What is asked:
Format the lines from the one containing "Exercise. Annotate the window frame" up to and including the one containing "x=293, y=270" as a JSON list of strings, one string per line, with blank lines left out. Include no other lines.

### Stored rows ###

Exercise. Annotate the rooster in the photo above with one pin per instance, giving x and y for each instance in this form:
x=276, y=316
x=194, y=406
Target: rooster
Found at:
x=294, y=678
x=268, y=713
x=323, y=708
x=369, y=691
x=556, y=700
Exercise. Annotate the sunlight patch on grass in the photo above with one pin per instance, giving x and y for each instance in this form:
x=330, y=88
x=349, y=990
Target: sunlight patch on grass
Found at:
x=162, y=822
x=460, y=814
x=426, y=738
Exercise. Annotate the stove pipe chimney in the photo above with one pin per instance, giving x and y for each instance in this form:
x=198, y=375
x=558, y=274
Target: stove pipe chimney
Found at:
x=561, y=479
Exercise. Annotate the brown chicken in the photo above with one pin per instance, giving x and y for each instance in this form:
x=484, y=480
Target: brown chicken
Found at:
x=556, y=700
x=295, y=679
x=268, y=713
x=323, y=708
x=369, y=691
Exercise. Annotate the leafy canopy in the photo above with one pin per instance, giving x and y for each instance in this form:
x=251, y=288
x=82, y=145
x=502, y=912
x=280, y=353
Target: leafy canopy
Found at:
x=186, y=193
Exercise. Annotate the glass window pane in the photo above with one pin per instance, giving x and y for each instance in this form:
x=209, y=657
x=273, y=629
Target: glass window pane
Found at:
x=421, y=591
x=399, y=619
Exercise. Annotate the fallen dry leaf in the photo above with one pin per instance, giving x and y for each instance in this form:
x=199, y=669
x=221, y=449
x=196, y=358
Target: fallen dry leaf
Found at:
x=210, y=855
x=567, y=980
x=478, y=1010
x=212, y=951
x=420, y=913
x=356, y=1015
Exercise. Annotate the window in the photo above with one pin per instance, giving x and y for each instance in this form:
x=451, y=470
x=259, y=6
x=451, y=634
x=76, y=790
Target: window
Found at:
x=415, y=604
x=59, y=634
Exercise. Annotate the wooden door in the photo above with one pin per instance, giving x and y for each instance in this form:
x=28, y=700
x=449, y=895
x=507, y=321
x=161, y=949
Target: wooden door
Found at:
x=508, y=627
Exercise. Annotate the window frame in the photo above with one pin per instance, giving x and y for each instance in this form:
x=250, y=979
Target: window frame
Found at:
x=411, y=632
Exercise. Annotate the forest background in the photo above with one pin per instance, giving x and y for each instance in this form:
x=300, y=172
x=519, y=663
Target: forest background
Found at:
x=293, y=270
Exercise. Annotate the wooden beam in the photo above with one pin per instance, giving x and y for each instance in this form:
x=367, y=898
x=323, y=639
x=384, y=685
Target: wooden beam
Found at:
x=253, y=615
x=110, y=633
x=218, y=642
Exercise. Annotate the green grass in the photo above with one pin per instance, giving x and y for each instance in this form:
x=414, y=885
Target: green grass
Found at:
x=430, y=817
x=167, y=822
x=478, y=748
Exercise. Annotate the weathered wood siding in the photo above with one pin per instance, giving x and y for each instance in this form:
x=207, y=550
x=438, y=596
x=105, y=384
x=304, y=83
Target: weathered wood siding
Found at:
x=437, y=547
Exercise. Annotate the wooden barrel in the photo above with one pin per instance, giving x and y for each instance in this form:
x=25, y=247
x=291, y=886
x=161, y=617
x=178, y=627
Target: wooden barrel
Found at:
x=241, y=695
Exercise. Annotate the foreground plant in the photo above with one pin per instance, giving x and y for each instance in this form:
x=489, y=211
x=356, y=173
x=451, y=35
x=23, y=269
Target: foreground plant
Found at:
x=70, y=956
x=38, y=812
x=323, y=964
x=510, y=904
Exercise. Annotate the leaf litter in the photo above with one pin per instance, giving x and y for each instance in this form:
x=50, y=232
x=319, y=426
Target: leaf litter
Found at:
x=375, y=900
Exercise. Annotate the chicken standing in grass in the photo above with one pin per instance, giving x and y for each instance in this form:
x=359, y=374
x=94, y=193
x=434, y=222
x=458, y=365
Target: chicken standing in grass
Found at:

###

Response to the task:
[
  "Exercise. Annotate the window frame in the photo above with one pin per instance, giving x and y for each instance in this form:",
  "x=250, y=979",
  "Target: window frame",
  "Found at:",
  "x=411, y=632",
  "Exercise. Annotate the forest background in the photo above with one pin per instance, giving x and y for each instance in this form:",
  "x=300, y=172",
  "x=519, y=663",
  "Target: forest background",
  "Found at:",
  "x=293, y=270"
]